**Written exercise:** Please copy the items below, from their first line through the line holding "[[[22,146],[0,146],[0,158],[23,158],[31,152],[31,148]]]", inclusive, without changes. Leave the pictures out of your copy.

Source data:
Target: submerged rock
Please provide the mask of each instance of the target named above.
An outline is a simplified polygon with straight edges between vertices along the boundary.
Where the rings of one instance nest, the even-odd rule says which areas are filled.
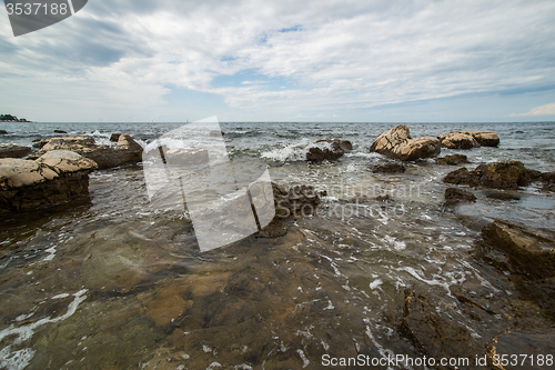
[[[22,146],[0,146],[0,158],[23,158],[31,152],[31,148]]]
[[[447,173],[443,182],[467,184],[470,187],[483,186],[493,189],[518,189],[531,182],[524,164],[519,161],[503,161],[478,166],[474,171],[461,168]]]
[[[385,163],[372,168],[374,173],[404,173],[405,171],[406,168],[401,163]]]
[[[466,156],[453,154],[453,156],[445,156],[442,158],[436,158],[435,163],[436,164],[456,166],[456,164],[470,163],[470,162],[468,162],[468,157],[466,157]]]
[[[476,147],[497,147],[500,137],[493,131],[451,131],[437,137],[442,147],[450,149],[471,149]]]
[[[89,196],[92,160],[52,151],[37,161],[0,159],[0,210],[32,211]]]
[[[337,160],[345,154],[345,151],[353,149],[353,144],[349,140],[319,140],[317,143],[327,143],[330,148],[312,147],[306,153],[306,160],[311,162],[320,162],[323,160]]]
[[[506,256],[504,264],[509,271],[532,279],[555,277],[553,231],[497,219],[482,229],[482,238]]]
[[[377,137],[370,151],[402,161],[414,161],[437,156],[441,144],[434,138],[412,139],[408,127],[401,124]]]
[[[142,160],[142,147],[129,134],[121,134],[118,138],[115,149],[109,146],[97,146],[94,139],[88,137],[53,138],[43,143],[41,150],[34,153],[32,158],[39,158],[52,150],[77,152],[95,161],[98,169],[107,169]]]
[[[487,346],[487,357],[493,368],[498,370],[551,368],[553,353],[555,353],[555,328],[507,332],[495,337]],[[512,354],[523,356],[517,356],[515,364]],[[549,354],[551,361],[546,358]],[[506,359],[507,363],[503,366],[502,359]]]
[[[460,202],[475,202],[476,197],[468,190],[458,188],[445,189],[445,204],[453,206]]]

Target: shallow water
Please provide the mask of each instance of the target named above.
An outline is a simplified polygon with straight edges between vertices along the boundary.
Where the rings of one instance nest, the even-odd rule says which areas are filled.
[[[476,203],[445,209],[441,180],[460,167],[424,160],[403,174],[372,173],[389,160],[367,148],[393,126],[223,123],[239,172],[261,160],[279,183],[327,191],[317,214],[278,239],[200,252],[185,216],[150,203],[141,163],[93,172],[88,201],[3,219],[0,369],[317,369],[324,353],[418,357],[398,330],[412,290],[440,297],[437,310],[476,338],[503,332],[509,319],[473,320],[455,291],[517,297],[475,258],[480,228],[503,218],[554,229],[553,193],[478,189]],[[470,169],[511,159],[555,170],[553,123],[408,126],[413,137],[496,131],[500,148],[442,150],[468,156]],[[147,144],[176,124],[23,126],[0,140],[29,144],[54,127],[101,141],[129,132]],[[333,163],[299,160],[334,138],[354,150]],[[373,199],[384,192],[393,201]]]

**The output:**
Target: submerged rock
Please provide the mask of each instance of the target named above.
An outline is a simplified polygon with straight edges between vertices along the boundary.
Where the rings of one instance nest, the even-odd rule says which areas are filled.
[[[22,146],[0,146],[0,158],[23,158],[31,152],[31,148]]]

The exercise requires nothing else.